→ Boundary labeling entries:

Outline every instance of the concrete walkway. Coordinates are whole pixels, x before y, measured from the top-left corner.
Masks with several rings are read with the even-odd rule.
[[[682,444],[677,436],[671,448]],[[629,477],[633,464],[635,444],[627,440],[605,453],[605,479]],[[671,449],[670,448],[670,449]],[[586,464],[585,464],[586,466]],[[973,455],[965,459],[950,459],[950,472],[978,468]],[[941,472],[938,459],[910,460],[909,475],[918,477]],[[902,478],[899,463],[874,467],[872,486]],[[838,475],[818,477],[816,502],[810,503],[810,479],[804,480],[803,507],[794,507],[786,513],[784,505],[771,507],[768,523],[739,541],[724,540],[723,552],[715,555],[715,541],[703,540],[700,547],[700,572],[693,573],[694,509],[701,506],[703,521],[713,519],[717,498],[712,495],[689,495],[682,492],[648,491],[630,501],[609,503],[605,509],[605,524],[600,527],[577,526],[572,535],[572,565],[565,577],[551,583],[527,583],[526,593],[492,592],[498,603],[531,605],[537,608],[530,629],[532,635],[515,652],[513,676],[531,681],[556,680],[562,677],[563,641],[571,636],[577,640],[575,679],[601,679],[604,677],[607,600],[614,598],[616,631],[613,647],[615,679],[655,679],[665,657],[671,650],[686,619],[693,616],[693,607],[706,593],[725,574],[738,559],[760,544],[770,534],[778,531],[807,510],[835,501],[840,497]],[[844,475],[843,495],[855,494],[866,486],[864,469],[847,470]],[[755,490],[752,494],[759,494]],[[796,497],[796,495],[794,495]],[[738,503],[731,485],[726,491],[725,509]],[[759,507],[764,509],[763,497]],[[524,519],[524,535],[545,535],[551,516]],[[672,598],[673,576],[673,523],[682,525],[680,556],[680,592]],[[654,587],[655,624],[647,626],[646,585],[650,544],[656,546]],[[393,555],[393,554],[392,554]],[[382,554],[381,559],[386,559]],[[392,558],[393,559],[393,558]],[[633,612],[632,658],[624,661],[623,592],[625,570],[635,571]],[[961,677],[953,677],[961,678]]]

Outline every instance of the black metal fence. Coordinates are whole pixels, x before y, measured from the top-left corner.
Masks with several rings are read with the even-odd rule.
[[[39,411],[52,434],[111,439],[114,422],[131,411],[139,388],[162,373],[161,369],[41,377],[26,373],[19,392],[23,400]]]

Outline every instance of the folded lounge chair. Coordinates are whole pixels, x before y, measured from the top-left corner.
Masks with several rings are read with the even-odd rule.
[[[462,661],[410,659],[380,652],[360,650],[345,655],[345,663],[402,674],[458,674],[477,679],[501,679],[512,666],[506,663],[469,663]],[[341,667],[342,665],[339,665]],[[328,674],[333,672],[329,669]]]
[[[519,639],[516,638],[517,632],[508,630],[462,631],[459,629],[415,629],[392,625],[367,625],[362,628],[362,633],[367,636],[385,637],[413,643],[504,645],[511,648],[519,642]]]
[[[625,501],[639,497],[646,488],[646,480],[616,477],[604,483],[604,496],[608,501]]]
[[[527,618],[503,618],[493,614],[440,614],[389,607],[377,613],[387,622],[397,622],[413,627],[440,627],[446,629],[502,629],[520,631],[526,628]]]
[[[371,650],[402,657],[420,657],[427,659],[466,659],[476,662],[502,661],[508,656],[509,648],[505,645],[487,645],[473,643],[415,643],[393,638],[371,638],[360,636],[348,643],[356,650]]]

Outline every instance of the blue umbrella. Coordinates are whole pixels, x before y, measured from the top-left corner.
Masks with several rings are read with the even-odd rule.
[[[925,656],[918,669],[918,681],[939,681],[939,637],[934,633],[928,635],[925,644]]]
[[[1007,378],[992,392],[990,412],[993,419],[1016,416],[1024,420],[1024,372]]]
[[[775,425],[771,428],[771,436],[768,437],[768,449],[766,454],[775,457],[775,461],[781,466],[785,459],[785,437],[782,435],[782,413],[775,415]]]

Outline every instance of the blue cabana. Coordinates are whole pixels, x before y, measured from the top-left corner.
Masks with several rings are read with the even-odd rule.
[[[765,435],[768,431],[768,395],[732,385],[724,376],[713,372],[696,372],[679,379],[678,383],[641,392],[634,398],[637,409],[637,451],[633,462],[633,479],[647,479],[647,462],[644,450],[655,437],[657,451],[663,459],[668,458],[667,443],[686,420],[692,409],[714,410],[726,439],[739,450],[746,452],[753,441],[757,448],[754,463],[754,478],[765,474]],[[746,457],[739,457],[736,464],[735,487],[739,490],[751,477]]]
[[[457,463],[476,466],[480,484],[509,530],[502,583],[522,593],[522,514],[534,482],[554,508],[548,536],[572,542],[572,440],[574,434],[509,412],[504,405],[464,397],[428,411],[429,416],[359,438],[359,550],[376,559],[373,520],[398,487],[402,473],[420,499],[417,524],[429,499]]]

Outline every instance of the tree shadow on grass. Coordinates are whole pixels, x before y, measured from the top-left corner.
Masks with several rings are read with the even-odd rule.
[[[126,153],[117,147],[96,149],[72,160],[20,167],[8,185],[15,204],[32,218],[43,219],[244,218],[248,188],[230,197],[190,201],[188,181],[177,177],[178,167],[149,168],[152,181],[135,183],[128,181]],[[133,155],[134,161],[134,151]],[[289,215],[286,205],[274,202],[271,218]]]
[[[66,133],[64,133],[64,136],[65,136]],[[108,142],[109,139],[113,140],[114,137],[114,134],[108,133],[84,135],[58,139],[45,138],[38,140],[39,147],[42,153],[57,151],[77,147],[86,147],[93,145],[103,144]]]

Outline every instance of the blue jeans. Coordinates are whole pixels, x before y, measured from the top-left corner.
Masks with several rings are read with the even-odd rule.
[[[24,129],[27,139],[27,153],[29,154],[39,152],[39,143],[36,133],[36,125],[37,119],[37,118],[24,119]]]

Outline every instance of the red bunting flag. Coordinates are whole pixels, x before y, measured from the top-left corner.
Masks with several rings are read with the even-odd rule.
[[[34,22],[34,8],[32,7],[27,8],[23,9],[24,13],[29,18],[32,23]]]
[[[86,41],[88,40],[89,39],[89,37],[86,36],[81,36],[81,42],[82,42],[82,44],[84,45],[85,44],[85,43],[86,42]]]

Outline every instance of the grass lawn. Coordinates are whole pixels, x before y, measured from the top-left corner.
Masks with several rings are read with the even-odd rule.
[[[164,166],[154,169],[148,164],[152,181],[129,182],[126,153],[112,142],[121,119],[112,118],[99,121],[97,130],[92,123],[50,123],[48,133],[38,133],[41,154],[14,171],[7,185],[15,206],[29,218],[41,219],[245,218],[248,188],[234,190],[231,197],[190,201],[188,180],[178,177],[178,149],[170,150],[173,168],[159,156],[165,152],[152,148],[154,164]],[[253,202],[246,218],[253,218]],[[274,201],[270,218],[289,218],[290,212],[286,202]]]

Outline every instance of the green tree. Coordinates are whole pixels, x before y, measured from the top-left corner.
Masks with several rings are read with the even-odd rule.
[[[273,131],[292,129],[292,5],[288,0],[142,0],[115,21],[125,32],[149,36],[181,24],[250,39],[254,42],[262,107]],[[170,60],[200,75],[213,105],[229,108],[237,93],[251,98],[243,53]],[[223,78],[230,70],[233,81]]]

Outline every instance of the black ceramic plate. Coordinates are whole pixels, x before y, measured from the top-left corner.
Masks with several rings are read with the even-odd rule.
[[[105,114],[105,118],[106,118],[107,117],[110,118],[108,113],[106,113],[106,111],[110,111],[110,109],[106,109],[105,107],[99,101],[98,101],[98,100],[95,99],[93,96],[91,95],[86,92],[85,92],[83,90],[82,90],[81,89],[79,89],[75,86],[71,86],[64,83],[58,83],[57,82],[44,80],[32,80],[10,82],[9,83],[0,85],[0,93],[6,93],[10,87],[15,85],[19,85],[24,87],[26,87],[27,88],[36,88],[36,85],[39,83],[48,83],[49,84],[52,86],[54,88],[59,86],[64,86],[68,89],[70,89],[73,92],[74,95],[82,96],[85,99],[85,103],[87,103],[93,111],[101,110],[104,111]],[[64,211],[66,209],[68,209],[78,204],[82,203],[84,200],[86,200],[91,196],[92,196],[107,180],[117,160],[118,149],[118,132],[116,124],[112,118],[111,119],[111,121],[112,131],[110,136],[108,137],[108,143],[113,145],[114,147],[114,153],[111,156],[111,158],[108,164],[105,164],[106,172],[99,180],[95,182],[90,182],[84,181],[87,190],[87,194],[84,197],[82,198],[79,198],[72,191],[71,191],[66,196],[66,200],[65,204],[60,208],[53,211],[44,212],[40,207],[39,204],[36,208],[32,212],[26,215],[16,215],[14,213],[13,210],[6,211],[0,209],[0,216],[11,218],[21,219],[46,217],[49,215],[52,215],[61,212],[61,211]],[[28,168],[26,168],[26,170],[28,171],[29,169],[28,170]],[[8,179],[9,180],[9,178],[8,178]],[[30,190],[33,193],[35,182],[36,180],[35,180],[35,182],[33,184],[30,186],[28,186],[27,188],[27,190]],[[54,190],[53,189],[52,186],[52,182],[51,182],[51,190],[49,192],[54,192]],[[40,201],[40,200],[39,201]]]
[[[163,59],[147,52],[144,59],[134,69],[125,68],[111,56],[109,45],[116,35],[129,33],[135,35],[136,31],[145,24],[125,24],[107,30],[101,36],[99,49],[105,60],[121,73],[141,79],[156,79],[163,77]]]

→ JOB: Which lines in the material contain the string "left"? Pick out each one and copy it.

→ REPLY:
Outline every instance of the concrete walkway. Coordinates are whole pixels, x before y, measured from the top-left corner.
Outline every instance of the black metal fence. Coordinates are whole pixels, x before y, measured from the top-left corner.
Outline every instance of the folded lounge chair. Coordinates are whole pixels, x before y, measured from the top-left corner.
Outline every instance of the blue umbrella. Coordinates are whole pixels, x before y, measured from the top-left corner.
Outline every instance of the blue cabana. Coordinates are whole pixels, x before y, measured from the top-left corner.
Outline every instance of the tree shadow on grass. Coordinates are whole pixels, x before y, measured from the top-left corner.
Outline every instance of the blue jeans. Coordinates are whole pixels, x before y, measured from the top-left corner.
Outline every instance of the red bunting flag. Coordinates are whole pixels, x before y, measured from the top-left corner.
Outline every instance of the grass lawn. Coordinates are whole pixels, x before y, measured from the top-left corner.
Outline every instance of the green tree. Coordinates are whole pixels, x before y, measured from the top-left corner.
Outline every instance of the black ceramic plate. Coordinates are whole pixels, x before y, measured from the top-left corner.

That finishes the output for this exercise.